[Try it] Copy every entry word for word, but skip the pictures.

Saved entries
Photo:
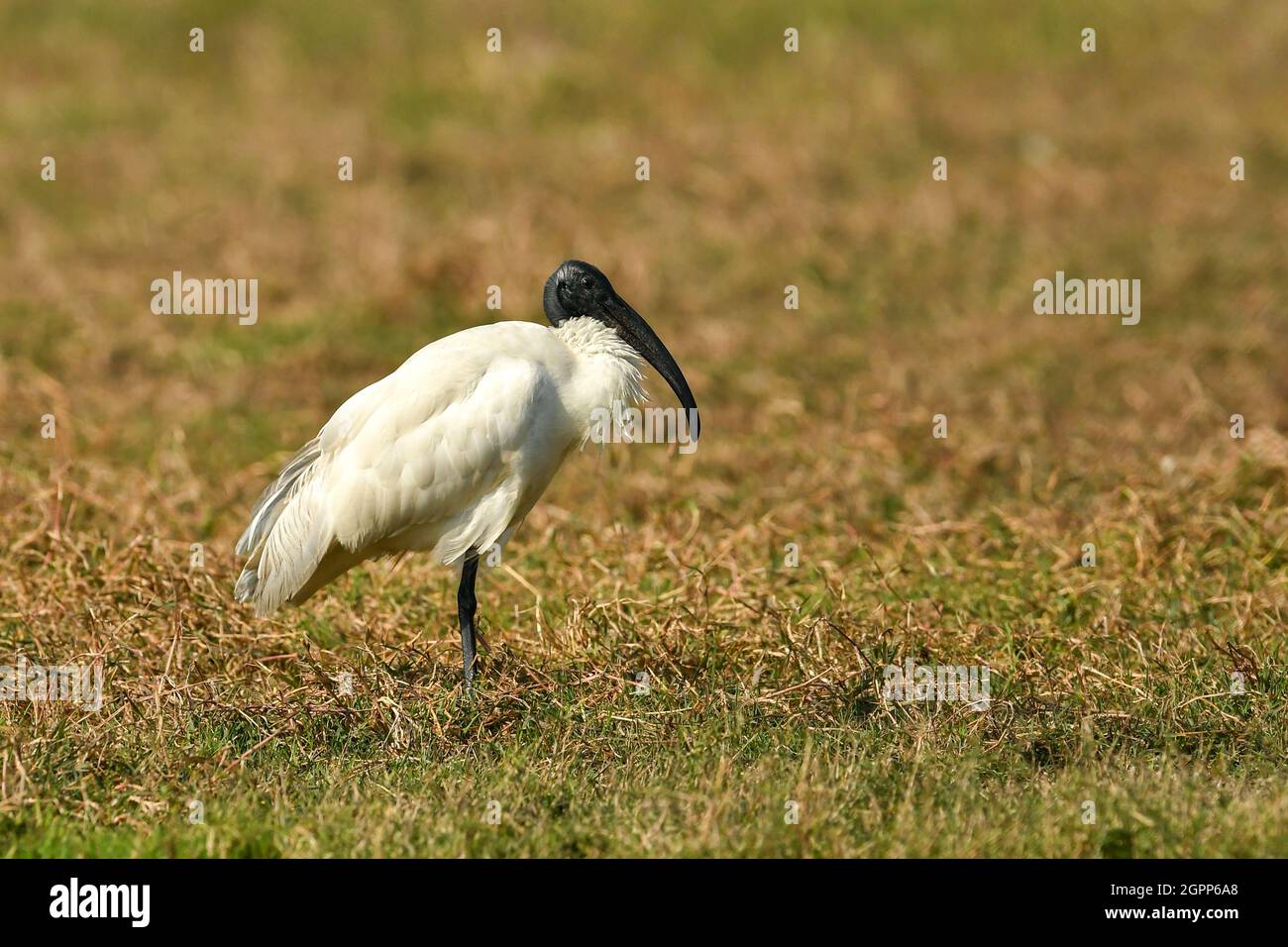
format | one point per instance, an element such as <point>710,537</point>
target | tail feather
<point>288,535</point>
<point>267,509</point>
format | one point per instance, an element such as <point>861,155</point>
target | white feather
<point>447,454</point>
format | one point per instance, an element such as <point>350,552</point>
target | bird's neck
<point>608,368</point>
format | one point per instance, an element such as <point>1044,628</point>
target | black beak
<point>638,334</point>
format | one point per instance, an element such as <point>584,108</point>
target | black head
<point>579,290</point>
<point>575,290</point>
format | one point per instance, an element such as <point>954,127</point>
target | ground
<point>819,534</point>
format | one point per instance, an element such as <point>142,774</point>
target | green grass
<point>1111,685</point>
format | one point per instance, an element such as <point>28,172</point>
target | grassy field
<point>1112,685</point>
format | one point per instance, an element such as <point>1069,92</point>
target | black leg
<point>465,604</point>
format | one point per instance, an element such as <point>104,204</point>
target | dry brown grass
<point>1109,684</point>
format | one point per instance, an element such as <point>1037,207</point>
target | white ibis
<point>451,451</point>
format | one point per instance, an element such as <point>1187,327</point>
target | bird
<point>451,451</point>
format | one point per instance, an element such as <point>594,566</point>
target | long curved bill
<point>640,337</point>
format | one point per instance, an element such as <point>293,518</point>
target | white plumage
<point>447,454</point>
<point>451,451</point>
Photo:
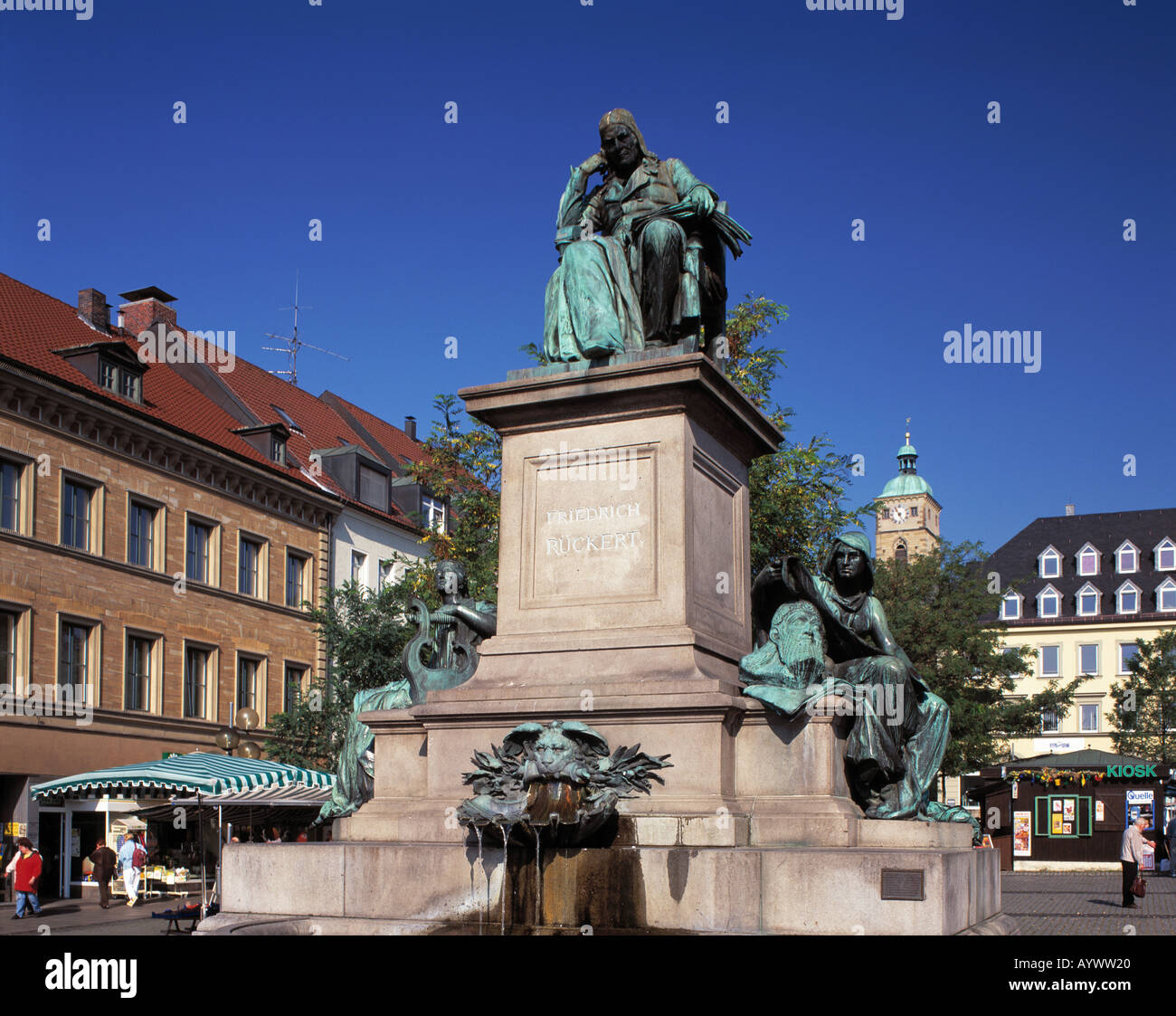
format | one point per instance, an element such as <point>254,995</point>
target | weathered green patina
<point>898,737</point>
<point>559,775</point>
<point>450,636</point>
<point>631,271</point>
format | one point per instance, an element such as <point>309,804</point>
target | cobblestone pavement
<point>1086,903</point>
<point>78,917</point>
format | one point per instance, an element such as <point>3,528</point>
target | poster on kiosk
<point>1143,802</point>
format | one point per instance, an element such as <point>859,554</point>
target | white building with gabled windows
<point>1081,592</point>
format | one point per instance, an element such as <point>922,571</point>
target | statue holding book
<point>641,254</point>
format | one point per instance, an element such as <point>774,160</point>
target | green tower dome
<point>908,481</point>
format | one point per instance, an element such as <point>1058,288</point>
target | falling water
<point>481,863</point>
<point>505,828</point>
<point>539,876</point>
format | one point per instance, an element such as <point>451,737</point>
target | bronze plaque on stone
<point>904,885</point>
<point>589,526</point>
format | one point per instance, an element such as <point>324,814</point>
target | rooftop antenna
<point>294,344</point>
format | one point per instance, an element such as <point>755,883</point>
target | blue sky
<point>431,230</point>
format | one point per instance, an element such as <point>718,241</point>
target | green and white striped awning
<point>198,773</point>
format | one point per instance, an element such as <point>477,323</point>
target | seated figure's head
<point>849,561</point>
<point>621,141</point>
<point>799,638</point>
<point>450,579</point>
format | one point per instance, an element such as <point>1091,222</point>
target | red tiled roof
<point>394,440</point>
<point>33,325</point>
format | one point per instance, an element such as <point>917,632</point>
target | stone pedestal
<point>624,603</point>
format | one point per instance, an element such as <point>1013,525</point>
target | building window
<point>200,541</point>
<point>1088,561</point>
<point>292,688</point>
<point>373,487</point>
<point>295,579</point>
<point>1048,603</point>
<point>195,682</point>
<point>141,536</point>
<point>434,513</point>
<point>137,675</point>
<point>10,497</point>
<point>1088,601</point>
<point>75,505</point>
<point>1127,559</point>
<point>74,658</point>
<point>1165,595</point>
<point>1127,599</point>
<point>247,682</point>
<point>120,379</point>
<point>8,623</point>
<point>248,574</point>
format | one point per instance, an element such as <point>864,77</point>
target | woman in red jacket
<point>28,878</point>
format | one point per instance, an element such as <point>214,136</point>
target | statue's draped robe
<point>594,300</point>
<point>892,760</point>
<point>356,776</point>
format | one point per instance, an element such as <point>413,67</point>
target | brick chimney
<point>92,307</point>
<point>146,309</point>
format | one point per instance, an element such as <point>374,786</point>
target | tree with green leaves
<point>798,494</point>
<point>936,604</point>
<point>365,631</point>
<point>1144,715</point>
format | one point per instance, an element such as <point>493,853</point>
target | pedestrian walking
<point>1130,855</point>
<point>105,861</point>
<point>132,859</point>
<point>28,878</point>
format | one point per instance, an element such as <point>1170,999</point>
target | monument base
<point>434,888</point>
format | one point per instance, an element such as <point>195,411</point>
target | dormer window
<point>1049,603</point>
<point>1127,559</point>
<point>1128,597</point>
<point>1165,595</point>
<point>1049,564</point>
<point>1088,560</point>
<point>433,509</point>
<point>1010,607</point>
<point>1088,601</point>
<point>120,377</point>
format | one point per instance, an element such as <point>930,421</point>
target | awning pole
<point>220,850</point>
<point>200,819</point>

[Answer space]
Photo:
format | one point per instance, an element such as <point>710,537</point>
target | tail feather
<point>288,535</point>
<point>267,509</point>
format | one point per instance, an element such as <point>861,155</point>
target | white feather
<point>447,454</point>
format | one point per instance, an element such as <point>350,552</point>
target | bird's neck
<point>608,368</point>
format | one point per instance, an element such as <point>1044,628</point>
target | black beak
<point>638,334</point>
format | one point per instance, an element such as <point>584,108</point>
target | black head
<point>579,290</point>
<point>575,290</point>
format | one point per instance, an element such as <point>954,127</point>
target | ground
<point>819,534</point>
format | one point per instance, an element such as <point>142,774</point>
target | green grass
<point>1111,685</point>
format | one point per instance, an element such as <point>28,172</point>
target | grassy field
<point>1112,685</point>
format | one point per instance, an element such as <point>1069,92</point>
target | black leg
<point>465,604</point>
format | one point per instance, an element such as <point>104,204</point>
target | dry brown grass
<point>1109,684</point>
format | one point per instance, an element such as <point>1037,207</point>
target | white ibis
<point>451,451</point>
format | one point per instance, an element such as <point>1187,327</point>
target | bird
<point>451,451</point>
format | one point per instance, an element such as <point>594,566</point>
target | long curved bill
<point>640,337</point>
format | one point per instance, an element such as <point>293,518</point>
target | white plumage
<point>447,454</point>
<point>451,451</point>
Photo:
format | one point per instance, an element such as <point>254,995</point>
target | weathered green patina
<point>898,737</point>
<point>559,775</point>
<point>450,636</point>
<point>631,271</point>
format | one point per instance, an element such as <point>309,804</point>
target | cobblestone pavement
<point>1086,903</point>
<point>78,917</point>
format | one point per instance, an element such as <point>3,528</point>
target | poster on kiosk
<point>1143,802</point>
format | one point per instance, an element such as <point>859,554</point>
target | white building with gabled windows
<point>1081,592</point>
format | one point per instance, an element such as <point>922,571</point>
target | statue holding book
<point>641,254</point>
format | one point per instance, an element such as <point>774,160</point>
target | green tower dome
<point>908,481</point>
format | one point per instance, an element such as <point>1058,288</point>
target | falling water
<point>481,863</point>
<point>505,828</point>
<point>539,876</point>
format | one point per instance, an element such as <point>451,737</point>
target | bronze plaque on stone
<point>904,885</point>
<point>589,526</point>
format | one point per instance, an element such as <point>324,814</point>
target | rooftop antenna
<point>294,344</point>
format | one point per instance, an element such as <point>755,883</point>
target | blue sky
<point>431,230</point>
format | one point per instance, an element such as <point>718,241</point>
target | green and white striped awning
<point>198,773</point>
format | one point per instance, an element such as <point>477,323</point>
target | seated figure's head
<point>849,561</point>
<point>621,141</point>
<point>799,638</point>
<point>450,579</point>
format | one point per instance, an element such as <point>1091,222</point>
target | red tiled roof
<point>394,440</point>
<point>33,325</point>
format | one point per instance, an element such as <point>917,632</point>
target | stone pedestal
<point>624,603</point>
format | one point per instance, an element such as <point>1013,525</point>
target | building window
<point>200,541</point>
<point>1088,561</point>
<point>292,688</point>
<point>373,487</point>
<point>295,579</point>
<point>1048,603</point>
<point>195,682</point>
<point>141,536</point>
<point>434,513</point>
<point>137,675</point>
<point>10,497</point>
<point>1088,601</point>
<point>75,505</point>
<point>1127,559</point>
<point>74,658</point>
<point>1165,595</point>
<point>1127,599</point>
<point>247,682</point>
<point>120,379</point>
<point>8,623</point>
<point>248,574</point>
format | one point per instance, an element such as <point>864,77</point>
target | woman in red jacket
<point>28,878</point>
format | one point per instance, an element such as <point>214,136</point>
target | statue's draped robe
<point>594,300</point>
<point>892,760</point>
<point>356,776</point>
format | one point per instance, an element such as <point>413,67</point>
target | brick chimney
<point>92,307</point>
<point>146,309</point>
format | one point per instance, an element such as <point>374,786</point>
target | tree with green leaves
<point>798,494</point>
<point>936,604</point>
<point>365,631</point>
<point>1144,715</point>
format | one point per instance, an element such as <point>493,853</point>
target | pedestrian walking
<point>1130,855</point>
<point>105,861</point>
<point>132,859</point>
<point>28,878</point>
format | one point per instance, an element such as <point>1170,999</point>
target | monument base
<point>434,888</point>
format | one point per instance, an element such as <point>195,411</point>
target | dormer window
<point>1049,603</point>
<point>1127,559</point>
<point>1128,597</point>
<point>1165,595</point>
<point>1049,564</point>
<point>1088,560</point>
<point>433,509</point>
<point>1010,607</point>
<point>1088,601</point>
<point>120,377</point>
format | one point per instance, an element such as <point>930,421</point>
target | awning pole
<point>220,850</point>
<point>200,819</point>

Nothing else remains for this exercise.